** Task **
The data below must be copied in full and without any change.

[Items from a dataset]
________________

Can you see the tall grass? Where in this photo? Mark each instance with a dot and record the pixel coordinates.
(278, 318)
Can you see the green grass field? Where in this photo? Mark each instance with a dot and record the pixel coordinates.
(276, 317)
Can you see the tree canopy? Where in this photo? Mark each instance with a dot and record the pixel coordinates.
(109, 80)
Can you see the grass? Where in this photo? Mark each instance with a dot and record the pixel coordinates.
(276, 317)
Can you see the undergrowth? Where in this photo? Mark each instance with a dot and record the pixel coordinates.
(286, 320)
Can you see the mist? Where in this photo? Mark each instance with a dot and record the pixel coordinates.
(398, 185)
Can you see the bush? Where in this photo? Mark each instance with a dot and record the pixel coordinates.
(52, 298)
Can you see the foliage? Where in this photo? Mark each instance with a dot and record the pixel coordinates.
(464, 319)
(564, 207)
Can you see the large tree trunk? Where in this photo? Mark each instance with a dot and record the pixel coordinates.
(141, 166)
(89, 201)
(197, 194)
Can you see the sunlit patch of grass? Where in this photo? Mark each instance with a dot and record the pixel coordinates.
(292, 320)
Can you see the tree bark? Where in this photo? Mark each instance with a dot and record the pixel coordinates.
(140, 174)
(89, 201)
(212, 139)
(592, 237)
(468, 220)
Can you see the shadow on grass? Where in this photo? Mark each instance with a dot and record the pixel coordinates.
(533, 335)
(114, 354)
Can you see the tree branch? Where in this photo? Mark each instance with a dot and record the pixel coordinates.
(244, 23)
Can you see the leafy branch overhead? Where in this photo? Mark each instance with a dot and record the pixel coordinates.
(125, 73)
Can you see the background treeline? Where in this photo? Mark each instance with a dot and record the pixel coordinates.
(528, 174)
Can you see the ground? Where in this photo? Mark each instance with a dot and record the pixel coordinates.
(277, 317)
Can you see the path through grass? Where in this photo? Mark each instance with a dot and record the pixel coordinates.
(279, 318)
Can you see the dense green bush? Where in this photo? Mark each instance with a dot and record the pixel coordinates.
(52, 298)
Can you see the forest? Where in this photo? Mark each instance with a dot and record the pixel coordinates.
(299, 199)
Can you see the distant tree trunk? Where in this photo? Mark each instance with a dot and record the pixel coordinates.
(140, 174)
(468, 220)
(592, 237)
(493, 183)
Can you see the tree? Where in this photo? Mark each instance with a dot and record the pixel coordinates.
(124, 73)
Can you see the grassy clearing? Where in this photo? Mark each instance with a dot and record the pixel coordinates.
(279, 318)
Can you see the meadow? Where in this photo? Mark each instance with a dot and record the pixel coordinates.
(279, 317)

________________

** Result for this exercise **
Can you see the tall grass? Where in this photo? Mark each instance with a dot and record the pixel coordinates.
(278, 318)
Can you see the green grass field? Where in this photo? Mark each instance with a dot and record the pixel coordinates.
(276, 317)
Can you see the tree canopy? Where in this photo? Mark each instance with a dot and record the pixel coordinates.
(109, 80)
Can you see the grass? Where in this photo? Mark each instance with a dot and record the pixel coordinates.
(276, 317)
Can you see the undergrowth? Where in this photo? Mark each instance with a dot and record the pixel coordinates.
(286, 320)
Can you see the mist? Where in this photo? Mark each instance with a dot and record the pixel coordinates.
(398, 185)
Can you see the bush? Where in this photo? Mark each instance with a dot and record the pixel coordinates.
(52, 298)
Can you see the foliage? Where in this photo? Mark each instance with a dot and record the pixel coordinates.
(464, 319)
(564, 207)
Can you see the large tree trunk? Where in this photo? Mark each instance with a dot and record the pixel coordinates.
(141, 166)
(89, 201)
(197, 194)
Can you see the sunlit patch of grass? Where in this photo? Mark each instance with a dot and record the pixel coordinates.
(292, 320)
Can you see the tree bark? Where in this photo? Mark each instance with a dot and record the pixel coordinates.
(140, 174)
(89, 201)
(212, 139)
(592, 237)
(468, 220)
Can you see the shadow on grass? Where in this photo? Mark each instance with a dot and record the pixel coordinates.
(533, 335)
(114, 354)
Can you see the tree branch? Where in this photo? Mark each instance with a dot and record the pixel coordinates.
(244, 23)
Can you see the leafy branch overhead? Where in this photo? Mark each instance with a dot and record the pixel coordinates.
(125, 73)
Can you see the background treeline? Where in this photo? Mark each instance with a dot and record the pixel coordinates.
(528, 174)
Can you see the ground? Where in this photo? Mark each instance with a dot and record the pixel coordinates.
(277, 317)
Can you see the path through grass? Where in this photo? Mark each instance with a dot and record the pixel coordinates.
(279, 318)
Can you see the dense green bush? Where in this photo? Mark each instance with a dot and record the pixel coordinates.
(52, 298)
Can you see the forest? Where in this photo? Mark each instance with a dot and record the pixel coordinates.
(299, 199)
Can you see the distant tree trunk? Where in this photo? Mark each instance with a dot and record the pixel coordinates.
(140, 174)
(468, 220)
(592, 237)
(493, 183)
Can you see the tree? Where in this photo? Mark each instance with a dot and record the pixel coordinates.
(124, 73)
Can you see the grassy clearing? Where in this photo? Mark each instance with a dot and record the pixel coordinates.
(279, 318)
Can you see the meadow? Where in this photo? Mark each instance with a dot and record the pixel coordinates.
(279, 317)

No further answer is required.